(Entries for pointing and labeling)
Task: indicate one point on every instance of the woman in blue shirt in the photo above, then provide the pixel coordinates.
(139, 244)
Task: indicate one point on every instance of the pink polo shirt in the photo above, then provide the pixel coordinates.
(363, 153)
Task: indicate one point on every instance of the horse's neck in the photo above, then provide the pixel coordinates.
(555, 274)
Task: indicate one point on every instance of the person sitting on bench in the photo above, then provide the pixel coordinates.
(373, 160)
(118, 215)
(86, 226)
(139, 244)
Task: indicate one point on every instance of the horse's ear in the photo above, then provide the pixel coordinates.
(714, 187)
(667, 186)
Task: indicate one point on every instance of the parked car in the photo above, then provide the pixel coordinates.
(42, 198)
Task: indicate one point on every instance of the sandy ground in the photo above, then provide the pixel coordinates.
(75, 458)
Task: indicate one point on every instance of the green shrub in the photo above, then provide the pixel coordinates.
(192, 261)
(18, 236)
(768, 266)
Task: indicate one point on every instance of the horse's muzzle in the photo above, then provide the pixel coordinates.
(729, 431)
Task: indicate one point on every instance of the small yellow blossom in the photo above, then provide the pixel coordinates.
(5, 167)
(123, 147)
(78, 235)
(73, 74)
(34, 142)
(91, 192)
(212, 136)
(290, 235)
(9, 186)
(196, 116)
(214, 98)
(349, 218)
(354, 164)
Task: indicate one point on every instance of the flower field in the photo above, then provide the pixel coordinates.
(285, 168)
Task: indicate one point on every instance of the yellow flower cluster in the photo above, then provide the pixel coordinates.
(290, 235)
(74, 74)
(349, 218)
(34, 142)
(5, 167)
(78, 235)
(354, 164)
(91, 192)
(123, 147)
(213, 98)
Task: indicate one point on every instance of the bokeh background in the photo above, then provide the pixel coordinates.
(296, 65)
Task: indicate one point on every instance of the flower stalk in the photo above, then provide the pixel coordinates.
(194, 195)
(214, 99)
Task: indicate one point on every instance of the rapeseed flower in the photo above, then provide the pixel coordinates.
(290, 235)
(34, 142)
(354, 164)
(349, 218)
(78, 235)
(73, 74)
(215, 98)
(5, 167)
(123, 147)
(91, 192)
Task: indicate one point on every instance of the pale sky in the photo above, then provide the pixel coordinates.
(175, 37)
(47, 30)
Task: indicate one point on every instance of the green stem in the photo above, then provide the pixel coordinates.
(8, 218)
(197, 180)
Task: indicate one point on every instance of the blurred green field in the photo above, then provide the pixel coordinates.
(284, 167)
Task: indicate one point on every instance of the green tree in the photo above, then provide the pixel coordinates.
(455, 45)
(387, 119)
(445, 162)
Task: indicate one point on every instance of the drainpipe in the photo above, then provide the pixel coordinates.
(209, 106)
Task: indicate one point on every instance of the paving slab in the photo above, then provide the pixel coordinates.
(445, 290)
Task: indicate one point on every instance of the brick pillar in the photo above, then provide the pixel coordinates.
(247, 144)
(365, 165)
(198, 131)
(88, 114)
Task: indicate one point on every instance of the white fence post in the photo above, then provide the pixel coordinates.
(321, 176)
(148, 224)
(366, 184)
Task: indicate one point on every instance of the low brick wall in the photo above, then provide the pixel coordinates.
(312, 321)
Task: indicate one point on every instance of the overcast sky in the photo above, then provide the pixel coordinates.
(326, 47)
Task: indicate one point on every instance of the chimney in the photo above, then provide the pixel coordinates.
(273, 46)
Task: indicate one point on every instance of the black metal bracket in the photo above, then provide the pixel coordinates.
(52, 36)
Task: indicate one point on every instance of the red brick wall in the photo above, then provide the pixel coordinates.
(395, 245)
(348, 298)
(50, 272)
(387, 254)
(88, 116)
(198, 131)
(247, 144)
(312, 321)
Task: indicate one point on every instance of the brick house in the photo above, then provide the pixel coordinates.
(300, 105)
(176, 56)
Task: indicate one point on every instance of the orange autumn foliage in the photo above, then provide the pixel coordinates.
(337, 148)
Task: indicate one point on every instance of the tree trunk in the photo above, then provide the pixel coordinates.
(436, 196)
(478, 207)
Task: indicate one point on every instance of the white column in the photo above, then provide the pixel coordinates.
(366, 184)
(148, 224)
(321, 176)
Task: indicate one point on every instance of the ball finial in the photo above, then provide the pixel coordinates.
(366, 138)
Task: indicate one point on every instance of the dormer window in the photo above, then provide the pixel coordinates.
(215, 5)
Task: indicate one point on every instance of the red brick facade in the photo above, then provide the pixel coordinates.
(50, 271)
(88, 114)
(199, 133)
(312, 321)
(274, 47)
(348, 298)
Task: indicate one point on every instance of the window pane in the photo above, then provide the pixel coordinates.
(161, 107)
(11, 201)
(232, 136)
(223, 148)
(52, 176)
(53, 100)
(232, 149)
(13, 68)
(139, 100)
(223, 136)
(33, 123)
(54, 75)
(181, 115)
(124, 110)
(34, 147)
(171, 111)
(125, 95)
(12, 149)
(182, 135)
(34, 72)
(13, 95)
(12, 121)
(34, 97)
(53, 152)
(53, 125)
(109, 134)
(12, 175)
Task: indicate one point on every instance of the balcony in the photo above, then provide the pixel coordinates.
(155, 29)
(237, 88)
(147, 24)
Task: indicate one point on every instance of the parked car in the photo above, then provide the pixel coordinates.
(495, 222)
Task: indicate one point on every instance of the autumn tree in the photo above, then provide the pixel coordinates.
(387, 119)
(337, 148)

### WORK TO COMPLETE
Copy out the records word for word, from the line with "Task: indicate one point on every instance of the autumn" up to and including the last line of the records.

### CORRECT RESPONSE
Task: indicate one point on every instance of the autumn tree in the photo above, then provide the pixel coordinates.
(387, 119)
(337, 148)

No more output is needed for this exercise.